仮想通貨取引口座が、不正利用の被害に…「免責特約」の効力はどこまで及ぶか【弁護士が解説】

仮想通貨取引口座が、不正利用の被害に…「免責特約」の効力はどこまで及ぶか【弁護士が解説】
(※写真はイメージです/PIXTA)

仮想通貨の取引口座のパスワード等が流出したため、第三者によって不正利用された被害者が「損害は取引業者が負うべき」と訴えましたが、敗訴しました。裁判にあたっては、銀行の免責条項に関する裁判例を参考としたと想定されますが、仮想通貨交換業者と銀行の注意義務には、まだ開きがあるといえます。日本橋中央法律事務所の山口明弁護士が法的目線から平易に解説します。

アカウント不正利用は「口座利用者の責任」と明示

東京高裁令和2年12月10日判決(金融・商事判例1615号40頁)は、仮想通貨交換業者が提供する仮想通貨の取引等に関するサービスにおいて、その利用者のアカウントが不正に利用され、第三者によって行われた仮想通貨の送付に関係する取引について、当該サービスに係る利用契約中の免責条項の適用により、「当該取引の効力は当該利用者に及ぶ」、つまり、アカウントの不正利用による被害は、取引業者が負うものではなく、口座利用者の責任であると判示しました。

 

本判決において、

 

「本件規約5条2項(筆者註:免責条項をいう)は、民法478条の適用により登録ユーザーに損害が生ずることになった場合に、被控訴人がその責任を負うことがない旨を規定したものと解するべきであると主張する。

 

しかし、本件規約には、本件規約5条2項が適用される前提として民法478条が適用される必要があるとの解釈を導くような文言は一切規定されておらず、本件規約5条2項にいう『パスワードまたはユーザーIDの管理不十分、使用上の過誤、漏洩、第三者の使用、盗用等による損害』は、第三者によるパスワード等の盗用によって行われた取引の効力が登録ユーザーに及ぶからこそ生ずるものに他ならないというべきである。

 

したがって、同条項は、登録ユーザーのパスワード管理が不十分であったこと等を原因として第三者がパスワードを盗用して行った取引について、被控訴人のセキュリティ管理に問題があり、盗用されたことの主たる責任が被控訴人に存在するような特段の事情が認められる場合を除き、その効力が当該登録ユーザーに及ぶことも定めるものと解するべきであり、控訴人の上記主張は採用することができない。」

 

旨、判示されています。

一方、銀行の預金約款の場合は…

なお、銀行の預金約款でも上記と同じような免責条項が設けられているところ、その効力について、

 

「判例・通説は、銀行が預金者大衆の信頼を基礎とする公益的存在であることに鑑み、約款の解釈として、銀行の無過失を免責のための要件としており、結果的に478条の適用と重なり合うことになっている。」

 

奥田昌道・佐々木茂美「新版債権総論下巻」1047頁(判例タイムズ社・2022年)

 

とされています。

■ ■ ■ ■

--- 作業内容 ---
A - 抜粋のうち、「旨、判示されています。」を含む箇所から始めて「なり合うことになっている。」」の後で止めた部分を、「預金約款」を「取引規約」に差し替えて書き直してください。
B - 抜粋に名前が出てくる人物をすべて挙げてください。
これに続く行は、別の出典から取られたものです。

--- 提供データ ---

■ ■ ■ ■

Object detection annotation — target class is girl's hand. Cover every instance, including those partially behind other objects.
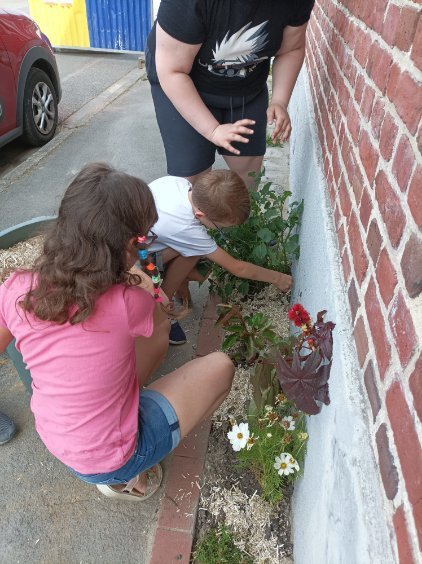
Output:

■ ■ ■ ■

--- 回答一覧 ---
A -
旨、判示されています。

一方、銀行の取引規約の場合は…

なお、銀行の取引規約でも上記と同じような免責条項が設けられているところ、その効力について、

 

「判例・通説は、銀行が預金者大衆の信頼を基礎とする公益的存在であることに鑑み、約款の解釈として、銀行の無過失を免責のための要件としており、結果的に478条の適用と重なり合うことになっている。」

B - 山口明、奥田昌道、佐々木茂美